Supplied text →
** BEGIN **

Thanks for the report and the patch!
>
> Cc: Len Brown <len.brown@intel.com>
> Cc: Pavel Machek <pavel@ucw.cz>
> Cc: Greg Kroah-Hartman <gregkh@linuxfoundation.org>
> Cc: <linux-pm@vger.kernel.org>
> Signed-off-by: Stephen Boyd <swboyd@chromium.org>
> ---
> drivers/base/power/domain.c | 40 ++++++++++++++++++-------------------
> 1 file changed, 19 insertions(+), 21 deletions(-)
>
> diff --git a/drivers/base/power/domain.c b/drivers/base/power/domain.c
> index b6a782c31613..18063046961c 100644
> --- a/drivers/base/power/domain.c
> +++ b/drivers/base/power/domain.c
> @@ -1984,8 +1984,8 @@ int pm_genpd_init(struct generic_pm_domain *genpd,
>
> mutex_lock(&gpd_list_lock);
> list_add(&genpd->gpd_list_node, &gpd_list);
> - genpd_debug_add(genpd);
> mutex_unlock(&gpd_list_lock);
> + genpd_debug_add(genpd);
>
> return 0;
> }
> @@ -2162,9 +2162,11 @@ static int genpd_add_provider(struct device_node *np, genpd_xlate_t xlate,
> cp->xlate = xlate;
> fwnode_dev_initialized(&np->fwnode, true);
>
> + mutex_lock(&gpd_list_lock);
By looking at the existing code, $subject patch makes the behavior
consistent and fixes the problem that the locks must always be
taken/released in the same order.

** END **

Stored data →
** BEGIN **

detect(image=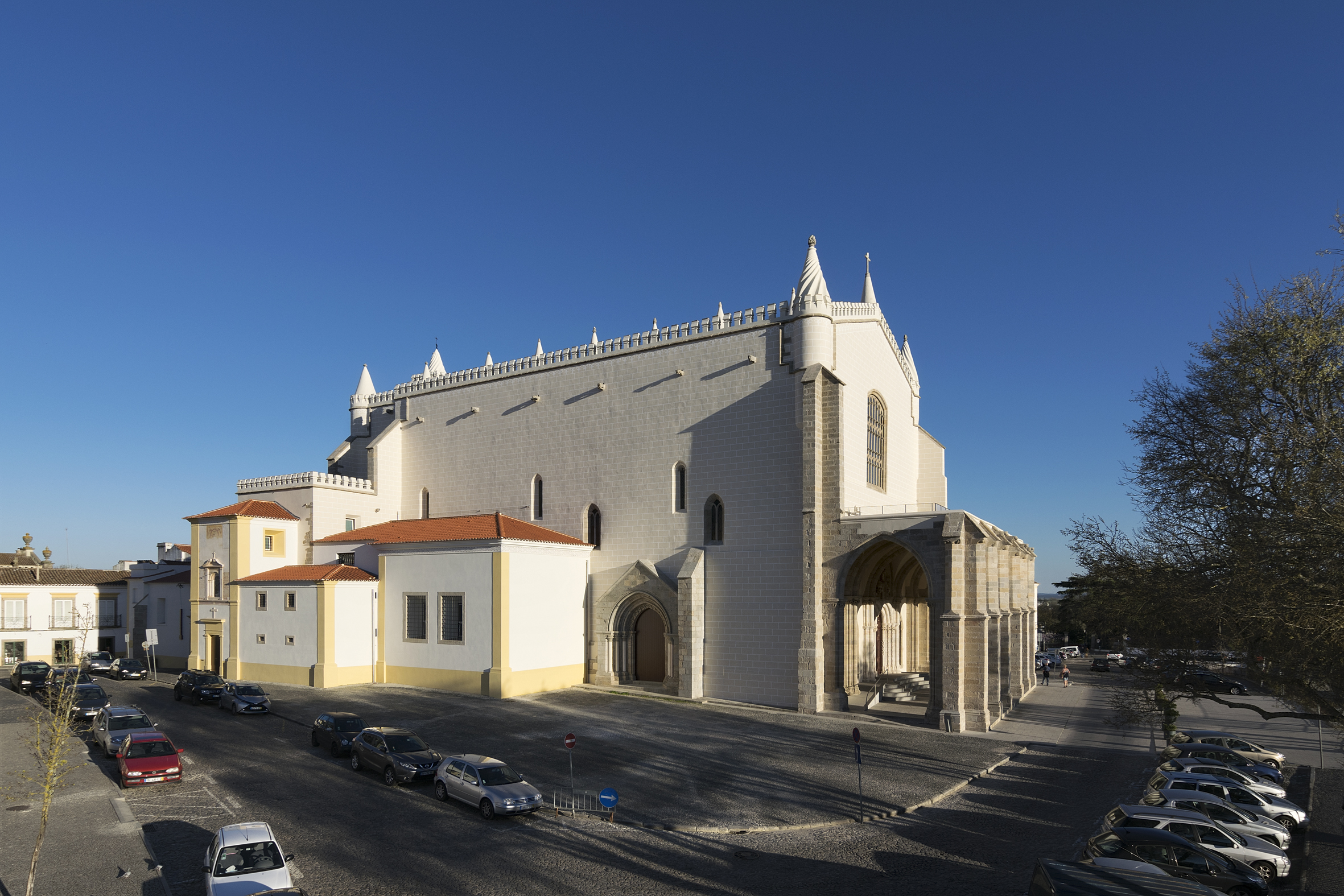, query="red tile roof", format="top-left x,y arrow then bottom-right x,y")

** END **
** BEGIN **

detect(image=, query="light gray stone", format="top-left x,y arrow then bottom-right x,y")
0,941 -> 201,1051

** END **

Transcribe the power-domain patch email above word for word, starting at "Thanks for the" and ending at "insertions(+), 21 deletions(-)".

Thanks for the report and the patch!
>
> Cc: Len Brown <len.brown@intel.com>
> Cc: Pavel Machek <pavel@ucw.cz>
> Cc: Greg Kroah-Hartman <gregkh@linuxfoundation.org>
> Cc: <linux-pm@vger.kernel.org>
> Signed-off-by: Stephen Boyd <swboyd@chromium.org>
> ---
> drivers/base/power/domain.c | 40 ++++++++++++++++++-------------------
> 1 file changed, 19 insertions(+), 21 deletions(-)